══ MATERIAL SUPPLIED

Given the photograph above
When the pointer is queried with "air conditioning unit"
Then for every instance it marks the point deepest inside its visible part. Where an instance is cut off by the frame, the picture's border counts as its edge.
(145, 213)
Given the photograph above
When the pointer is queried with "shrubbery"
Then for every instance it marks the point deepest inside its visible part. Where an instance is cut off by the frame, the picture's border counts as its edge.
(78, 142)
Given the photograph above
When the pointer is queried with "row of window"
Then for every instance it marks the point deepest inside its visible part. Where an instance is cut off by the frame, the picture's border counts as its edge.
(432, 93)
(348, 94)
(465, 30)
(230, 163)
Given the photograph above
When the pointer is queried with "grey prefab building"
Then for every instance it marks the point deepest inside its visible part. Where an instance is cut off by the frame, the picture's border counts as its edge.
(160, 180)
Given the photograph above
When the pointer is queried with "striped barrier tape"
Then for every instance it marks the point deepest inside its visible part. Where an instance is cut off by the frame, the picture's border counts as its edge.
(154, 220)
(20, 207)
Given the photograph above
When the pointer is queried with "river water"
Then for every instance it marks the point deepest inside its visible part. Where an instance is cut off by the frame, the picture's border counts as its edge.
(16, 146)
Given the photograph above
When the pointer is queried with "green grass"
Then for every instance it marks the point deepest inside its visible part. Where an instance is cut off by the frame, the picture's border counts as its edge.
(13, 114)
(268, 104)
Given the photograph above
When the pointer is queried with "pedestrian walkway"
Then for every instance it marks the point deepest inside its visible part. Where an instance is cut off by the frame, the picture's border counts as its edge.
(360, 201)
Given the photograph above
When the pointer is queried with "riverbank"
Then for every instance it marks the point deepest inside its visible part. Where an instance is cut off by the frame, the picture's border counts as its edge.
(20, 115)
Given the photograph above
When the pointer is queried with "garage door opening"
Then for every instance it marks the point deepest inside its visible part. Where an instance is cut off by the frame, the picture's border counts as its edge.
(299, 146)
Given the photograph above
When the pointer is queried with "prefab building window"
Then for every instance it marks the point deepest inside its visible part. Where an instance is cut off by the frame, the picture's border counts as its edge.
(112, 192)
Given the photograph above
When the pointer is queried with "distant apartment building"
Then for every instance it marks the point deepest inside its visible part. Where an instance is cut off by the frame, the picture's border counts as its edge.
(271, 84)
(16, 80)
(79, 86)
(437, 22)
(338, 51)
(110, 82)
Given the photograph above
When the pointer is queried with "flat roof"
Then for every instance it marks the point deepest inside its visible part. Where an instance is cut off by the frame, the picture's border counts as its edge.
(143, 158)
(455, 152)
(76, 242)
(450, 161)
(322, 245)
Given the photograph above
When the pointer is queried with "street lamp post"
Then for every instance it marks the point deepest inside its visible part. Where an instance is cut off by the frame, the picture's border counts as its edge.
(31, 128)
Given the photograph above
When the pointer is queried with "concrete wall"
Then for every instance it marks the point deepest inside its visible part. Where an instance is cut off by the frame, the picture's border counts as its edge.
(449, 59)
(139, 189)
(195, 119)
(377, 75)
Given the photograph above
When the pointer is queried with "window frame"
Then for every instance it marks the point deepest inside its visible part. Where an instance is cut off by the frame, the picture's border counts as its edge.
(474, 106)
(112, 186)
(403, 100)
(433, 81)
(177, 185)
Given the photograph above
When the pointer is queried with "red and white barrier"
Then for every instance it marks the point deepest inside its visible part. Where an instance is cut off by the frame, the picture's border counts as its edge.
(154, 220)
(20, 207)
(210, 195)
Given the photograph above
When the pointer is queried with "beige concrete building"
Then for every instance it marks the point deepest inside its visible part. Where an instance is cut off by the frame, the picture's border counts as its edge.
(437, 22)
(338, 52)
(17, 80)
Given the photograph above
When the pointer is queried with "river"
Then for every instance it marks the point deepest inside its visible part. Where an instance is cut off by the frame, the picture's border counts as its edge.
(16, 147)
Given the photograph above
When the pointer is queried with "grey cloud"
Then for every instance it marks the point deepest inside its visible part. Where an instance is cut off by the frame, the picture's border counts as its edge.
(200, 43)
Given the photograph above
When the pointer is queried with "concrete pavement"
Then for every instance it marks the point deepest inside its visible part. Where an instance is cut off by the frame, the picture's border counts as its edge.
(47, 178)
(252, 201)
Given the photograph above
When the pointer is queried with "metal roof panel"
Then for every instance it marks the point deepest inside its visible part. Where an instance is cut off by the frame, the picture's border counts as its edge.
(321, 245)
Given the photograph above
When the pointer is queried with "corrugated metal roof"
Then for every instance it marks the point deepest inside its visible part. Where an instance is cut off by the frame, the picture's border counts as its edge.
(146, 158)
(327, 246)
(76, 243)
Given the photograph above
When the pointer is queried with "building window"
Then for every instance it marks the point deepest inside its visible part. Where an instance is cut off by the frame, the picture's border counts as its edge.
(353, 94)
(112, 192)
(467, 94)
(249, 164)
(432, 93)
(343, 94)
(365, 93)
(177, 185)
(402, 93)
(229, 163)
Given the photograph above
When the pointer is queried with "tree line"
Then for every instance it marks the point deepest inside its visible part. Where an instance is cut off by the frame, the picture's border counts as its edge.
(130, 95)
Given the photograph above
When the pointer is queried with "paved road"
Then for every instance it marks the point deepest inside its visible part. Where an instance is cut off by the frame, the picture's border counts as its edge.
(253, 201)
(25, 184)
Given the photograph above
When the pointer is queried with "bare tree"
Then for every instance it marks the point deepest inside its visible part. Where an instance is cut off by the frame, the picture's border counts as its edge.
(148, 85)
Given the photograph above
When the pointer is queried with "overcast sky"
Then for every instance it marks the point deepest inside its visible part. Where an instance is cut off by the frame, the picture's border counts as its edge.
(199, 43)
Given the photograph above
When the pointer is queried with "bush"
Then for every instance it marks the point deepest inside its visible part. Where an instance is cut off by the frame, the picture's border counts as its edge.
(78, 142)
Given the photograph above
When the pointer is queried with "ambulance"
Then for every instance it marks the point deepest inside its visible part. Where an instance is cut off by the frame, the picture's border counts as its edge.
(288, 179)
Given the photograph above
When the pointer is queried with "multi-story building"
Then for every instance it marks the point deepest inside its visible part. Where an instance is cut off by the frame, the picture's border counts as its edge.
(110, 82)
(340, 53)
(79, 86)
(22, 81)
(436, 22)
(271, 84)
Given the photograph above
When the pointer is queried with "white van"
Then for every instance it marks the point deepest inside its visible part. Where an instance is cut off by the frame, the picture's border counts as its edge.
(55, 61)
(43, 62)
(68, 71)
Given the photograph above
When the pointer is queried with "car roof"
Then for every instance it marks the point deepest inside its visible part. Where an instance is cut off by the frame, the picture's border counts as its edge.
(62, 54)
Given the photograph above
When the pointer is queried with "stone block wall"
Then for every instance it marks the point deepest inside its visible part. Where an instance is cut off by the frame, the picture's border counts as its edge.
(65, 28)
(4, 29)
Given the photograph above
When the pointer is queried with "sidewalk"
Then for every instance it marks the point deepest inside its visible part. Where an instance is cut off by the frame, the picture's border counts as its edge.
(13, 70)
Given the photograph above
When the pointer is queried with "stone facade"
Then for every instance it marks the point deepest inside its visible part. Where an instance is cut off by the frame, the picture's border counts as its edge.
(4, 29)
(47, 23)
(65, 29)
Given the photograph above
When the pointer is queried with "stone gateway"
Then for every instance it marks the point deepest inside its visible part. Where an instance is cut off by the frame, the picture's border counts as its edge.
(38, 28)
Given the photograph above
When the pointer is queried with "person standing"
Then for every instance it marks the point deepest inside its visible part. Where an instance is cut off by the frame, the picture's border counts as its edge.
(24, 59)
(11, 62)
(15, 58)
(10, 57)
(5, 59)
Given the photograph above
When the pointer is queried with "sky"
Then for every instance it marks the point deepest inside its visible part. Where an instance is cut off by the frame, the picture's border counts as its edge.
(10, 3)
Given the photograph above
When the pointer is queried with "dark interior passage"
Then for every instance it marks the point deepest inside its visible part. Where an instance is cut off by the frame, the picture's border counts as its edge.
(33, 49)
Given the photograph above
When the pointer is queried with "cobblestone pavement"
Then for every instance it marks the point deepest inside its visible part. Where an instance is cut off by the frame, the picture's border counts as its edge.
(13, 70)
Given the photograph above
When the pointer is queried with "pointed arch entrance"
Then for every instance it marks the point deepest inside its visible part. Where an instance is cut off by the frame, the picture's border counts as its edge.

════

__WHAT IS REQUIRED__. Write out every line in the data that holds the string "pavement".

__YOUR SOLUTION__.
When the pointer is queried with "concrete pavement"
When the pointer is queried with "cobblestone pavement"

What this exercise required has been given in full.